[WORK INSTRUCTIONS]:
Keep the pictures out and restate every record exactly.

[DATASET EXTRACT]:
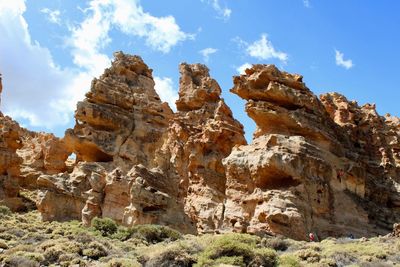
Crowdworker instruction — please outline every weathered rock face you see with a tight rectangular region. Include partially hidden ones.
[0,114,24,210]
[38,52,174,225]
[65,51,172,169]
[0,75,24,210]
[222,64,400,240]
[158,63,246,233]
[35,56,246,234]
[17,132,70,188]
[2,56,400,240]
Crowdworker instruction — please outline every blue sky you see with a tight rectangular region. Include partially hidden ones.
[0,0,399,141]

[YOUR RESPONSE]:
Crowdworker instruction — please outline every weathered rock face you see with a tight rectangular region. Include partially hidden ones.
[0,114,24,210]
[38,52,174,225]
[65,51,172,169]
[0,75,24,210]
[222,64,400,240]
[158,63,246,233]
[35,56,246,234]
[17,132,70,188]
[2,56,400,240]
Crowdworker instruction — please outline every blue sky you see with a tight rectangular region. Include partially hidden ones.
[0,0,399,141]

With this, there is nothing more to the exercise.